#### DIRECTIVE:
Extract the records from the line containing "Task: pick out one point on every instance of the right" through the final line, inclusive, and reproduce those lines verbatim.

======== INPUT RECORDS ========

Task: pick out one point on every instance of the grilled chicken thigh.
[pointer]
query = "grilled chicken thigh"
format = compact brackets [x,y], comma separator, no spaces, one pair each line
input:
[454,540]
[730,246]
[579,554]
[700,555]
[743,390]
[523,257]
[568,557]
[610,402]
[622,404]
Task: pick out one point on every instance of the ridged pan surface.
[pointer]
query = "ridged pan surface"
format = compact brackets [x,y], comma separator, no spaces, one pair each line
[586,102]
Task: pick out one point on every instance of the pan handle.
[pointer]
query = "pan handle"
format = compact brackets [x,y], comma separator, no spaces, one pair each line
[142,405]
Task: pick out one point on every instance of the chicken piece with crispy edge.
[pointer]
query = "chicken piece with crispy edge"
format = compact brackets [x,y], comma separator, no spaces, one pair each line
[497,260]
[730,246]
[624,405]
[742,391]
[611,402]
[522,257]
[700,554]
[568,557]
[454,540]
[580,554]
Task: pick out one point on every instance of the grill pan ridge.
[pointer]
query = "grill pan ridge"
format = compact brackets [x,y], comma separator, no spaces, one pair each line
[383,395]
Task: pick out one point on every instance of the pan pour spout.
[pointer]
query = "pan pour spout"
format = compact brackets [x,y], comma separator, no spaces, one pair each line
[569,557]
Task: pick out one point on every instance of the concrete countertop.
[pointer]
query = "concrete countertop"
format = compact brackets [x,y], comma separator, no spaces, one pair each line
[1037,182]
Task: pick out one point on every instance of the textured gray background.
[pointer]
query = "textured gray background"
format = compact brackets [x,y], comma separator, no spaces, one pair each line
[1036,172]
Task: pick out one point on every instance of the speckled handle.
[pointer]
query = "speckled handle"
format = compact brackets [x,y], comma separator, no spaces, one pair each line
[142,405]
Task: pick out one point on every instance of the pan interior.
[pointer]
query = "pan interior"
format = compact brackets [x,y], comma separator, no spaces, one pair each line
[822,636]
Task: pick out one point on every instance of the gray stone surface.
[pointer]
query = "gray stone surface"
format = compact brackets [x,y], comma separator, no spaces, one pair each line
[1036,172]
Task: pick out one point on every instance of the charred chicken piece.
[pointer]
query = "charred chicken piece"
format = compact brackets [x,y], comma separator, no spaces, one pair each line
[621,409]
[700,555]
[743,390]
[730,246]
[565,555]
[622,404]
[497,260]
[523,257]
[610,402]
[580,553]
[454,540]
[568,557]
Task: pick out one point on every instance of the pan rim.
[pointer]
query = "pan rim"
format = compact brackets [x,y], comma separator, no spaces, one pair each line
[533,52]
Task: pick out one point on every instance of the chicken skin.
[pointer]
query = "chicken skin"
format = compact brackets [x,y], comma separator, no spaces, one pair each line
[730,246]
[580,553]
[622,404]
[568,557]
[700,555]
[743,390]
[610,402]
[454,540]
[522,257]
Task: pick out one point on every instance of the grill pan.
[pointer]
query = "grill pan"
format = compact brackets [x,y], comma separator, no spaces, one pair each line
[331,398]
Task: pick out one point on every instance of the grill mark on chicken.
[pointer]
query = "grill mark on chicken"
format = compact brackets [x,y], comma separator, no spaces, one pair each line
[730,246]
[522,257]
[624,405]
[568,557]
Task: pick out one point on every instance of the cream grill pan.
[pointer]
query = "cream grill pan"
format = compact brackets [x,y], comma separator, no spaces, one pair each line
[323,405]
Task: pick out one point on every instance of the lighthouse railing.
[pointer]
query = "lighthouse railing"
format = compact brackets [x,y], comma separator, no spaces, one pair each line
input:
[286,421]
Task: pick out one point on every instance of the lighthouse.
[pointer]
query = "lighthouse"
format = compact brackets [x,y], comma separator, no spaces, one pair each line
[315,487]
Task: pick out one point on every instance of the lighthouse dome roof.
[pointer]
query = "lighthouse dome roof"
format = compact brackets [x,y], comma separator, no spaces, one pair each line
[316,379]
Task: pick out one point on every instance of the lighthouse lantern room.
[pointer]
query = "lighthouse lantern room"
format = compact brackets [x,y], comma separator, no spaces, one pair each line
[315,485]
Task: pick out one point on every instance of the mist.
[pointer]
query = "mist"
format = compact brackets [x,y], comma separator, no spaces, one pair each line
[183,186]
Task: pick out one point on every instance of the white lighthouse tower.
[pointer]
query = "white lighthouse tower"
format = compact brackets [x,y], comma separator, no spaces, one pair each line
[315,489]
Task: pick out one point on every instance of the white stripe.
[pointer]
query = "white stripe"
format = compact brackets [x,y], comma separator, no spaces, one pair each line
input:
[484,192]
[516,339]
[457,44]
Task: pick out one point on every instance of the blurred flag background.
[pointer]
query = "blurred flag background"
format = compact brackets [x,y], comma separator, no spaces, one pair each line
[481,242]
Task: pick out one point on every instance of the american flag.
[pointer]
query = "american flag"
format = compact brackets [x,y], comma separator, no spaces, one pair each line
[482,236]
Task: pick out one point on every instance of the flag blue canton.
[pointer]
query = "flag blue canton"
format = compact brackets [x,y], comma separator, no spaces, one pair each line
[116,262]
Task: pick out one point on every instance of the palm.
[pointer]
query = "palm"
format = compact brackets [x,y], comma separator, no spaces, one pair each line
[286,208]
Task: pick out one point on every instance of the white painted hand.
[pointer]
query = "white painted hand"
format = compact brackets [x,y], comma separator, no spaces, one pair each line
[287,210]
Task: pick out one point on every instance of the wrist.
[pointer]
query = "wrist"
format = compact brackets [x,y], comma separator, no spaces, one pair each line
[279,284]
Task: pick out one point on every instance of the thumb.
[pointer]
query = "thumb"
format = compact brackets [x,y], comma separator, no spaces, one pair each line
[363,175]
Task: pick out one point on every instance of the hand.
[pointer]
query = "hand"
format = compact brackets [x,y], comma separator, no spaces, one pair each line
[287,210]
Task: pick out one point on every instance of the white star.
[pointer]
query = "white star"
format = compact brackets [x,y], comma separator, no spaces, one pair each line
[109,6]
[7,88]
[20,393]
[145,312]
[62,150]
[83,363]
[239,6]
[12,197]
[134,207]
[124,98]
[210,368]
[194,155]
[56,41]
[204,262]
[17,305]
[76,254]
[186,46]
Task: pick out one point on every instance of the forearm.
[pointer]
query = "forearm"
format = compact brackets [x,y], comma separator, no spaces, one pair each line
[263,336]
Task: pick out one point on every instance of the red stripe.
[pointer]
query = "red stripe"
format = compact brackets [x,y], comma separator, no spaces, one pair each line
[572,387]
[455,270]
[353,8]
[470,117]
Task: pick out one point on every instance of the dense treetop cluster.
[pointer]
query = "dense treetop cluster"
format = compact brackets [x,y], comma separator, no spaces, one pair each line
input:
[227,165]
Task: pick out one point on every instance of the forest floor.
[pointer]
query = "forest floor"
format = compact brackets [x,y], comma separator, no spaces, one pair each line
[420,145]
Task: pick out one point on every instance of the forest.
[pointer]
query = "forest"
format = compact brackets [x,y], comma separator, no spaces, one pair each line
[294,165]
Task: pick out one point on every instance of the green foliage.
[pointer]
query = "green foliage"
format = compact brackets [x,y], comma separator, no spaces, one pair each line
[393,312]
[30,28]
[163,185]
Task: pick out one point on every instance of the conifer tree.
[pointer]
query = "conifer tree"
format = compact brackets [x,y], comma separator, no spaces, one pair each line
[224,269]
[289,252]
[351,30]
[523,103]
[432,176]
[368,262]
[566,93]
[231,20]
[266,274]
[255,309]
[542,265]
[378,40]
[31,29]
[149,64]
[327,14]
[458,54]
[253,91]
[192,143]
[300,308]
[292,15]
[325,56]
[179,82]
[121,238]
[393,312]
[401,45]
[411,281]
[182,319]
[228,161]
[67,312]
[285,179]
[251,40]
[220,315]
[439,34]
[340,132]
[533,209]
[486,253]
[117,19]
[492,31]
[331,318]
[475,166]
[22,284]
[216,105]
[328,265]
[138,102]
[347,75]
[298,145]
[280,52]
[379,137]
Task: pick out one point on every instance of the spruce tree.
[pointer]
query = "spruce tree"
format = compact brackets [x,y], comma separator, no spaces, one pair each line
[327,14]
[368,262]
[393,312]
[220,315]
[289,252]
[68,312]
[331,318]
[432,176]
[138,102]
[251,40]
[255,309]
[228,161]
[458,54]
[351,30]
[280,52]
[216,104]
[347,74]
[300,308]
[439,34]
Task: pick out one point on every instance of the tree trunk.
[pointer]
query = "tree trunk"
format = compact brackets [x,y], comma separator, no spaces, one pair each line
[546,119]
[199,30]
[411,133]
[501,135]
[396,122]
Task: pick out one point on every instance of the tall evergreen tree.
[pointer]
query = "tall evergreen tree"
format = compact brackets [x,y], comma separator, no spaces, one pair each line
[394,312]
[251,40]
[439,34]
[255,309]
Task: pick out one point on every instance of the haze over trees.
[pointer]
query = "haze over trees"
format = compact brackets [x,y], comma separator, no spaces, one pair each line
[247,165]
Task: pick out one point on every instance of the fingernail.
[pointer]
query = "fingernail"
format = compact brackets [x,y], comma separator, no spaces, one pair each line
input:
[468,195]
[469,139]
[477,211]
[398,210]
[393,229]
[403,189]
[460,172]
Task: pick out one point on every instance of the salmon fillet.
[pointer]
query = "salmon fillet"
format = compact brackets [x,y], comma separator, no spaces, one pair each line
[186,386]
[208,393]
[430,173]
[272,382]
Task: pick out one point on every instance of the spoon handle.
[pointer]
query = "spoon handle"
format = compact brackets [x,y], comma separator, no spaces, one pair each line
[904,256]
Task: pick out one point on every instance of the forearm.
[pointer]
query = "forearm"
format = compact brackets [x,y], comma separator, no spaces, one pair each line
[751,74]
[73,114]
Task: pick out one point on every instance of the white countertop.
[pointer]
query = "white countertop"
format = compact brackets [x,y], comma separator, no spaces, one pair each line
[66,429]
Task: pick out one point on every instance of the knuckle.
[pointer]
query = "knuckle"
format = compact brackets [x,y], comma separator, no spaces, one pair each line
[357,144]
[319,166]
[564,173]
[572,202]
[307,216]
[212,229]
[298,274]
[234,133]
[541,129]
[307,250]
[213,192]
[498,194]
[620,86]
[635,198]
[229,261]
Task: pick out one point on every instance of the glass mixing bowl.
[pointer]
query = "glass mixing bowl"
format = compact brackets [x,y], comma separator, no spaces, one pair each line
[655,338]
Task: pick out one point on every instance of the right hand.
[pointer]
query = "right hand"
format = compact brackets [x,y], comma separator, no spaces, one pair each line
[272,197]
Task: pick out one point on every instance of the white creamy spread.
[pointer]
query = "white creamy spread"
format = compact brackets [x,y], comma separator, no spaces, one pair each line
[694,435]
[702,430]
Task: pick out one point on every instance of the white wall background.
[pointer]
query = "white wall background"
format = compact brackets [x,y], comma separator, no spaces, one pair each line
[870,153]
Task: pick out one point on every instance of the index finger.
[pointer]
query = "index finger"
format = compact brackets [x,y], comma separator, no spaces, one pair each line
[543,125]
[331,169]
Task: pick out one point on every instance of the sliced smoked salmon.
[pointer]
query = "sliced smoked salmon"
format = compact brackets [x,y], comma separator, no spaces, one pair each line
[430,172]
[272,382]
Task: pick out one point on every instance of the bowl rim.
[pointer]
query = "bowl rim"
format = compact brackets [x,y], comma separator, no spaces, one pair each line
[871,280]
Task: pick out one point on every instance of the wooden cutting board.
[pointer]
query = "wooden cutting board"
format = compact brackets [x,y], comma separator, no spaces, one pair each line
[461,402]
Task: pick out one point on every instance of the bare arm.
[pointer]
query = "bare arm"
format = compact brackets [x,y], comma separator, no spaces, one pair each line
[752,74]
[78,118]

========

#### OUTPUT BELOW:
Task: pick out one point on every instance of the right hand.
[pointer]
query = "right hand"
format = compact brackets [x,y], comma separator, no spaces, one pair each line
[272,197]
Task: pick out one point on every instance of the white creamy spread.
[pointer]
query = "white creamy spread"
format = compact brackets [x,y], comma separator, no spaces, one pair each line
[694,435]
[702,430]
Task: pick out one point on every instance of the white wall background.
[pointer]
query = "white wall background"
format = compact brackets [x,y], comma separator, no spaces, one pair each line
[870,153]
Task: pick out one point on every instance of the index finger.
[pointer]
query = "index finger"
format = compact brackets [x,y], comma separator, no spaces, one pair each line
[543,125]
[331,169]
Task: pick out one point on every instance of the sliced smoked salmon.
[pointer]
query = "sliced smoked salmon"
format = compact brackets [x,y], comma separator, no spaces, one pair each line
[430,172]
[272,382]
Task: pick out one point on every instance of the bowl rim.
[pointer]
query = "bowl rim"
format = compact brackets [x,y], comma separator, no spaces, one pair each line
[871,280]
Task: pick out one point on every instance of the wooden cutting board.
[pointer]
query = "wooden cutting board"
format = compact brackets [x,y], comma separator, no spaces, one pair each line
[461,402]
Task: pick out one point on every instance of the bare arm.
[pointer]
query = "bare arm"
format = compact brackets [x,y], comma separator, no spaces, one pair each line
[752,74]
[78,118]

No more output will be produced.